**GIVEN RECORDS:**

......

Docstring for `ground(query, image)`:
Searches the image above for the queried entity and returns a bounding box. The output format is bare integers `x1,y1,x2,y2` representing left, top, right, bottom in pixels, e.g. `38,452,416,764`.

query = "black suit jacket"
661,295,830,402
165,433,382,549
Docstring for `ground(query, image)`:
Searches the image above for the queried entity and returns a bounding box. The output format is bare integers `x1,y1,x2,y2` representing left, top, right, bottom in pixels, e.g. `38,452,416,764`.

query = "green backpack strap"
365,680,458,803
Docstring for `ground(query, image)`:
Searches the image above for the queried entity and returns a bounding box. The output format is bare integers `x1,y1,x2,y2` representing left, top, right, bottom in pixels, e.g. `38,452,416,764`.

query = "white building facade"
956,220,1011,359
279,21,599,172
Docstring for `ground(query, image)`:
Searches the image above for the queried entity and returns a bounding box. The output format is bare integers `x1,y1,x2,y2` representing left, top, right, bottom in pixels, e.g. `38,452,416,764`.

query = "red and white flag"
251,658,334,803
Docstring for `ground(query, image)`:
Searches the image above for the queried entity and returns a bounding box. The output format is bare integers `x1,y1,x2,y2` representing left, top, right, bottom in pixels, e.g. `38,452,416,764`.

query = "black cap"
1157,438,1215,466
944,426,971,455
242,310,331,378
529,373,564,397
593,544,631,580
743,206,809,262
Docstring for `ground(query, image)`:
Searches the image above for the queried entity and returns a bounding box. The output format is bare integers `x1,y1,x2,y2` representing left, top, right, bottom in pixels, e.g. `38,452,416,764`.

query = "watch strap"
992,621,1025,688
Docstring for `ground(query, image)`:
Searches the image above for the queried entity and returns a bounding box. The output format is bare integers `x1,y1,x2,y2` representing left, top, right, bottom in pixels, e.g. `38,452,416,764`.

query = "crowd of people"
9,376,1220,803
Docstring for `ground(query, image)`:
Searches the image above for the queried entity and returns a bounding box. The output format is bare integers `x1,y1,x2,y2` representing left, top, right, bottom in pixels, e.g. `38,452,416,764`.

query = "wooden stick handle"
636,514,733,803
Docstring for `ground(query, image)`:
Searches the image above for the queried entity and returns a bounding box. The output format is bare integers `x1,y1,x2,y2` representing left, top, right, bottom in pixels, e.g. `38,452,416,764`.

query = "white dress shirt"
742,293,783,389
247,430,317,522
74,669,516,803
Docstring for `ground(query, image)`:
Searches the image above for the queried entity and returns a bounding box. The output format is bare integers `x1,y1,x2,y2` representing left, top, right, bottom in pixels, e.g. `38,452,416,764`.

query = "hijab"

......

**TASK DETAILS:** Rewrite the lines from the very first one through the line containing "992,621,1025,688", swapping "black cap" for "dark baseball cap" and leaving everything else as it is.

**EXERCISE RESULT:**
Docstring for `ground(query, image)`:
Searches the image above for the queried entity and returns a bounding box. The output format is bare integers `x1,y1,x2,y2` representing left, top, right, bottom in pixels, e.g. `38,452,416,764`.

query = "black suit jacket"
661,295,830,402
165,433,382,549
Docstring for `ground(query, image)`:
Searches the image above for the queried entity and returns a bounding box. The output format is bare integers `x1,y1,x2,y2` representing left, top, right, bottom in pixels, e.g. `38,452,416,764`.

query = "green backpack strap"
365,680,458,803
Docstring for `ground(query, image)`:
Searches the image above for the queried entity and returns a bounding box. The output format is bare integers `x1,y1,x2,y2` representing left, top, right, bottom in pixels, e.g. `38,452,416,764`.

query = "white building facade"
956,220,1011,359
279,21,599,172
Docstring for `ground(query, image)`:
Searches the image above for the queried entity and returns a bounding box. The output format is bare integers `x1,y1,x2,y2` representing left, top, right, bottom in pixels, e.g. `38,452,416,764`.

query = "red and white flag"
251,658,334,803
Docstring for `ground(query, image)`:
Searches the image above for the queried entity and returns a bounding box. The output format is bare integers `x1,y1,x2,y2` representing left, top, right, bottom in pixels, e.g. `38,452,416,764`.

query = "dark baseball cap"
1157,438,1215,466
944,426,971,455
242,310,331,378
529,373,564,397
593,544,631,580
743,206,809,262
Docstring for `ground(query, image)`:
Searches the image above for the queried entity and returns a bounding box. The output format is bare integers `x1,y1,x2,y2` representing left, top, right, bottom in pixels, e.g. `38,452,416,764`.

query = "watch strap"
992,621,1025,688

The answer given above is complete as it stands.